La CEDH estime que cela implique le droit à une « audience » (Fredin c. Suède (n°2), §§ 21-22), même s’il y a des exceptions dans certaines matières, par exemple lorsque le requérant demande à ce que l’audience soit tenue à huis-clos.
Assistance juridique et le temps et les facilités nécessaires pour préparer la défense
L’article 6 de la Convention dispose que toute personne a le droit « d’être défendue par un avocat ». De plus, la personne accusée doit avoir le temps et les moyens de préparer sa défense, notamment de recevoir « l’assistance d’un défenseur de son choix » ou d’un interprète au besoin.
La CEDH a d’ailleurs expliqué que ce droit à l’assistance juridique va dépendre de plusieurs éléments (https://rm.coe.int/1680304c4d, page 17.), notamment :
- « La gravité de l’enjeu pour le requérant (Steel et Morris c. Royaume-Uni, § 61 ; P., C. et S. c. Royaume-Uni, § 100) » ;
- « La complexité du droit ou de la procédure applicable (Airey c. Irlande, § 24) » ;
- « La capacité du justiciable de présenter effectivement sa cause seul (McVicar c. Royaume-Uni, §§ 48-62 ; Steel et Morris c. Royaume-Uni, § 61) »
- « L’existence d’une obligation légale de représentation par avocat (Airey c. Irlande, § 26 ; Gnahoré c. France, § 41 in fine) ».

- **Consignes**
A. Recopiez tel quel le passage de l'extrait sur l'article 6 de la Convention qui commence par les mots contenant « Assistance juridique et » et se termine par « interprète au besoin. ».
B. D'après l'extrait sur l'article 6 de la Convention, de quoi dépend le droit à l'assistance juridique selon la CEDH ? Répondez en une à trois phrases.

- **Enregistrements extraits**

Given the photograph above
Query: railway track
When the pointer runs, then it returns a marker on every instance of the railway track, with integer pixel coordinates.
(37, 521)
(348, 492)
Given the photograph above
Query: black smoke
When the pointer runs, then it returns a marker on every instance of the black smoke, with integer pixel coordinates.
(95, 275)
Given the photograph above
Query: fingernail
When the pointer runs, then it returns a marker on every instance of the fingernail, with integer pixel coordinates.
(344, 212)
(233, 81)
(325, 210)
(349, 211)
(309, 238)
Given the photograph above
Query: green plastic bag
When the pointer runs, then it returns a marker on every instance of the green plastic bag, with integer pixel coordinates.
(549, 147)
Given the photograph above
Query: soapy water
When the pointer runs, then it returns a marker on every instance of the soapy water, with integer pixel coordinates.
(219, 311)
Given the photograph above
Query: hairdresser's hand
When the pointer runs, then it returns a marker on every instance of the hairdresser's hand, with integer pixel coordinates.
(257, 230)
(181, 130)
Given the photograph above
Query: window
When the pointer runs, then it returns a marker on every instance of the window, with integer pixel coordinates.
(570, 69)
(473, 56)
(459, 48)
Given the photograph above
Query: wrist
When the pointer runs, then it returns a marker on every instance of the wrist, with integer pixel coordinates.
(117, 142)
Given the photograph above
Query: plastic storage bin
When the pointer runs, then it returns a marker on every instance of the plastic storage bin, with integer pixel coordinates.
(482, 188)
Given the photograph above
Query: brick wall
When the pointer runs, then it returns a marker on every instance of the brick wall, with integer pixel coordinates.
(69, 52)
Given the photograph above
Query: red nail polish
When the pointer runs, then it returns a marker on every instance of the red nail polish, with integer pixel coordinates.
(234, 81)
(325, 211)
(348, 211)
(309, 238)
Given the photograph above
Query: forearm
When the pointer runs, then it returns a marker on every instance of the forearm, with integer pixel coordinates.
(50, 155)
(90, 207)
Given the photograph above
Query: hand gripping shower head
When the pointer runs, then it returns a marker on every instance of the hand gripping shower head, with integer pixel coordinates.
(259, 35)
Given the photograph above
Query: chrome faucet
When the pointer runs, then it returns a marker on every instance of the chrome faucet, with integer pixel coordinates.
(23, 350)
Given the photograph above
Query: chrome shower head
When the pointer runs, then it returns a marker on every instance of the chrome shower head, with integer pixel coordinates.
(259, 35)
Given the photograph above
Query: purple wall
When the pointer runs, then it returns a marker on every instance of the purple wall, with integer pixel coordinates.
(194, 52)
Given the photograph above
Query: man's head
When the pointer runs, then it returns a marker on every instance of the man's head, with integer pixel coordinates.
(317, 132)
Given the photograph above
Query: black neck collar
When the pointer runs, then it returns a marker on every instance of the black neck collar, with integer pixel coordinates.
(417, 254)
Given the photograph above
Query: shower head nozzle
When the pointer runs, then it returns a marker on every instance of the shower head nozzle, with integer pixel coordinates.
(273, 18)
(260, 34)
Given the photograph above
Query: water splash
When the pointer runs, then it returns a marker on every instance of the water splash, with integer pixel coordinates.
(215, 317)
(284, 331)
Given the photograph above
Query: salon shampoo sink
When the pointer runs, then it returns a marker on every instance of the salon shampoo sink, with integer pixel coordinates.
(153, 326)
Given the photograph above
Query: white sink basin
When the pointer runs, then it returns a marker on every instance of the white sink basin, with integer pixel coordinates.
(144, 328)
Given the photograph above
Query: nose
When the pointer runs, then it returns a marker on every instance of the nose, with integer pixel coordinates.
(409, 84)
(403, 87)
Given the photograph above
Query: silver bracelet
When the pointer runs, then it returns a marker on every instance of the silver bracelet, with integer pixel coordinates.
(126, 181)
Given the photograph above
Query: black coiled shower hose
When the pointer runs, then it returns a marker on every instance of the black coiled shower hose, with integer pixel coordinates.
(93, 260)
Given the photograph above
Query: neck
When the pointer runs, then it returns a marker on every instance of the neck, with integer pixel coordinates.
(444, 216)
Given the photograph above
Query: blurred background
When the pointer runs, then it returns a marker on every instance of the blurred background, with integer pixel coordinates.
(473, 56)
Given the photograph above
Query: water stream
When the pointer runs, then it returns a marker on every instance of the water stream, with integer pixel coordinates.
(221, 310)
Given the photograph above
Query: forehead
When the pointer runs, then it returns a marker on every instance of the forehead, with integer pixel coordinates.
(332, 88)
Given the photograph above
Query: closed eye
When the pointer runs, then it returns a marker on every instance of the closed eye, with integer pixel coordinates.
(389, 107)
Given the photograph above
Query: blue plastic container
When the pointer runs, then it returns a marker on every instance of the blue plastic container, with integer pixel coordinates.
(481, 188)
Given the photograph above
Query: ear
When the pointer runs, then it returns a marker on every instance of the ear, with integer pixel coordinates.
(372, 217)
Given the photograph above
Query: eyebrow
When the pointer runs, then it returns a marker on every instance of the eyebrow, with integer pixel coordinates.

- **Réponses**
A.
Assistance juridique et le temps et les facilités nécessaires pour préparer la défense
L’article 6 de la Convention dispose que toute personne a le droit « d’être défendue par un avocat ». De plus, la personne accusée doit avoir le temps et les moyens de préparer sa défense, notamment de recevoir « l’assistance d’un défenseur de son choix » ou d’un interprète au besoin.

B. Selon la CEDH, ce droit dépend notamment de la gravité de l'enjeu pour le requérant et de la complexité du droit ou de la procédure applicable. Il dépend aussi de la capacité de la personne à défendre elle-même sa cause et de l'existence d'une obligation légale d'être représenté par un avocat.